> [TASK BRIEF]: Could you render every line of the items below as a Markdown table with the columns Number and Content, skipping blank lines and leaving the pictures out?
-- begin --
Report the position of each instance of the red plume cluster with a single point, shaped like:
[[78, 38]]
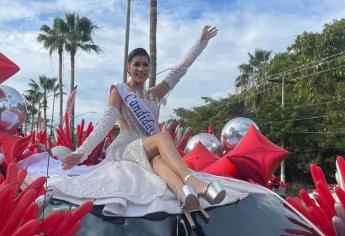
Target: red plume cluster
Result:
[[19, 213], [322, 209], [64, 138]]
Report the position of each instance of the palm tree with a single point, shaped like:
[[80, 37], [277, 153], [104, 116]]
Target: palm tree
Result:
[[45, 86], [33, 99], [78, 34], [54, 39], [153, 47], [259, 61]]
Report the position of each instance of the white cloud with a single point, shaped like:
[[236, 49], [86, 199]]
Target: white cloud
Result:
[[243, 26]]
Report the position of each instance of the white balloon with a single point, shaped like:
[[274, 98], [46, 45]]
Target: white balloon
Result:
[[209, 141], [60, 152]]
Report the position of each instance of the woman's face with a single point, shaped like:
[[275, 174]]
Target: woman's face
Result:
[[139, 69]]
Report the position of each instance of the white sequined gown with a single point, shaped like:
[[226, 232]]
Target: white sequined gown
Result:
[[124, 182]]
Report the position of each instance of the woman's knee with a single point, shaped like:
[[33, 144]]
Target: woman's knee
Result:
[[155, 161], [165, 135]]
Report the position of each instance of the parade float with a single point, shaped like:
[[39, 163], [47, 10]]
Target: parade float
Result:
[[241, 154]]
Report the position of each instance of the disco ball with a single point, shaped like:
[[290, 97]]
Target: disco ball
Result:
[[12, 108], [210, 142], [234, 130]]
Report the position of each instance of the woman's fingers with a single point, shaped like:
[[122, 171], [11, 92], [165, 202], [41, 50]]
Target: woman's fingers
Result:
[[209, 32]]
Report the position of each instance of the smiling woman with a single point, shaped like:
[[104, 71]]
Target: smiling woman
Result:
[[141, 158]]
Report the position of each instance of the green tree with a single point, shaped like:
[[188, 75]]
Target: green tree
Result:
[[44, 87], [79, 31], [54, 39]]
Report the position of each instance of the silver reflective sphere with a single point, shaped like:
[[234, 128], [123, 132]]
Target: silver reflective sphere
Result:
[[210, 142], [234, 130], [12, 108]]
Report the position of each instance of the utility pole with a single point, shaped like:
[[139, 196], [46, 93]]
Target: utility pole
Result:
[[128, 17], [282, 165], [283, 82]]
-- end --
> [EXERCISE ANSWER]:
| Number | Content |
|---|---|
| 1 | Report the position of each instance of the red plume cluster with a single point, shaped like: |
| 2 | [[78, 38]] |
| 3 | Target: red plume cluster |
| 4 | Result: |
| 5 | [[19, 213], [322, 209], [64, 138]] |
| 6 | Report the position of each instance of the palm tree with a single point, shaped like: |
| 7 | [[80, 37], [277, 153], [104, 116]] |
| 8 | Target: palm tree |
| 9 | Result: |
| 10 | [[45, 86], [33, 99], [78, 34], [54, 39], [153, 47], [259, 61]] |
| 11 | Report the position of each instance of the white cloud with a single point, shaped like: |
| 12 | [[236, 49], [86, 199]] |
| 13 | Target: white cloud |
| 14 | Result: |
| 15 | [[243, 26]] |
| 16 | Report the position of each instance of the white balloon with a single point, shaped like: |
| 17 | [[274, 98], [46, 45]] |
| 18 | Target: white balloon |
| 19 | Result: |
| 20 | [[209, 141], [60, 152]] |
| 21 | Report the position of each instance of the woman's face with a single point, shaped like: |
| 22 | [[275, 174]] |
| 23 | Target: woman's face |
| 24 | Result: |
| 25 | [[139, 69]] |
| 26 | Report the position of each instance of the white sequined gown with a single point, shaped like: |
| 27 | [[226, 232]] |
| 28 | Target: white sequined gown |
| 29 | Result: |
| 30 | [[124, 182]] |
| 31 | Report the position of each instance of the woman's knee with a single point, shaped like: |
| 32 | [[33, 144]] |
| 33 | Target: woman's knee |
| 34 | Result: |
| 35 | [[155, 161], [165, 135]] |
| 36 | Report the position of each instance of the parade float with a single point, shaped like: |
| 37 | [[39, 163], [47, 10]] |
| 38 | Target: parade float |
| 39 | Result: |
| 40 | [[241, 154]] |
| 41 | Report the position of each instance of the disco ball with a single point, shaped like: |
| 42 | [[290, 97]] |
| 43 | Target: disco ball |
| 44 | Result: |
| 45 | [[12, 108], [210, 142], [234, 130]] |
| 46 | Report the position of each instance of the woman's fingers with a single point, shaped like: |
| 47 | [[122, 171], [11, 92], [165, 202], [41, 50]] |
| 48 | Target: woman's fingers |
| 49 | Result: |
| 50 | [[209, 32]] |
| 51 | Report the position of each instance of the smiling woman with a single point, shaped like: |
| 52 | [[104, 71]] |
| 53 | Target: smiling woman |
| 54 | Result: |
| 55 | [[141, 158]] |
| 56 | Report the position of each instance of the green tree with a single point, shaped like: |
| 57 | [[188, 75]] |
| 58 | Target: green tree |
| 59 | Result: |
| 60 | [[44, 87], [79, 31], [54, 39]] |
| 61 | Report the position of each instance of the silver reflective sphere with a single point, shaped like: |
| 62 | [[234, 128], [123, 132]] |
| 63 | Target: silver reflective sphere |
| 64 | Result: |
| 65 | [[210, 142], [234, 130], [12, 108]] |
| 66 | Report the position of each instance of the utility pole with a single point, shaped like: |
| 67 | [[139, 196], [46, 93]] |
| 68 | Target: utility pole |
| 69 | Result: |
| 70 | [[128, 17], [282, 165], [283, 82]] |